Kutipan Teks:
※
Pergerakan Buruh Kontemporer di Indonesia

Pergerakan Buruh Kontemporer di Indonesia
Oleh :
Mahendra Kusumawardana & Eko Prasetyo

A.  Buruh di masa Orde Baru
Kepentingan yang disokong oleh Soeharto saat naik adalah kekuatan pemilikan modal. Saat ini bukan saja orang (buruh) yang dihancurkan, namun juga organisasi dan ide-idenya. Pertengahan 70-an ada tekanan internasional untuk membuat semakin berkembangnya pemilik modal.
Sejak dahulu adanya suatu federasi buruh, yang mengisi acara dalam serikat buruh bukanlah aktivis maupun orang faham mengenai gerak buruh namun ada intervensi dari tentara. Strategi progresif buruh di rezim Soeharto adalah dengan membuat organisasi diluar SPSI (Serikat Pekerja Seluruh Indonesia) antara lain ada SBSK, SBSI. Saat pemerintahan Soeharto organisasi buruh yang ada hanya SPSI tersebut.
Keuntungan dengan adanya reformasi bagi buruh adalah adanya keterbukaan atau pembukaan ruang demokrasi dan pemudahan membuat organisasi buruh. Di sisi lain struktur kapitalisme tetap ada. Saat ini banyak system kerja dengan kontrak dan oshorsing. Dengan system tersebut membuat upah menjadi fleksibel dan memudahkan perusahaan melakukan PHK tanpa uang pesangon maupun tunjangan yang lain. Undang-undang No 2 tahun 2004 mengenai buruh, bahwasannya Negara tidak lagi mau campur tangan segala hal mengenai masalah di dalam perusahaan dan diselesaikan di pengadilan Industri.
※
Soal: Salin tanpa perubahan bagian teks tentang pergerakan buruh yang dibuka dengan kata-kata yang memuat "A.  Buruh di" dan ditutup dengan "hanya SPSI tersebut.". Baris-baris di bawah ini sama sekali tidak berperan di sini.

Cuplikan Data:
※
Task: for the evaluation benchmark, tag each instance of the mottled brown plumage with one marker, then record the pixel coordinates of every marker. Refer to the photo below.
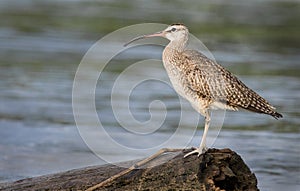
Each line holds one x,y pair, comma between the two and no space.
※
Jawaban Soal:
A.  Buruh di masa Orde Baru
Kepentingan yang disokong oleh Soeharto saat naik adalah kekuatan pemilikan modal. Saat ini bukan saja orang (buruh) yang dihancurkan, namun juga organisasi dan ide-idenya. Pertengahan 70-an ada tekanan internasional untuk membuat semakin berkembangnya pemilik modal.
Sejak dahulu adanya suatu federasi buruh, yang mengisi acara dalam serikat buruh bukanlah aktivis maupun orang faham mengenai gerak buruh namun ada intervensi dari tentara. Strategi progresif buruh di rezim Soeharto adalah dengan membuat organisasi diluar SPSI (Serikat Pekerja Seluruh Indonesia) antara lain ada SBSK, SBSI. Saat pemerintahan Soeharto organisasi buruh yang ada hanya SPSI tersebut.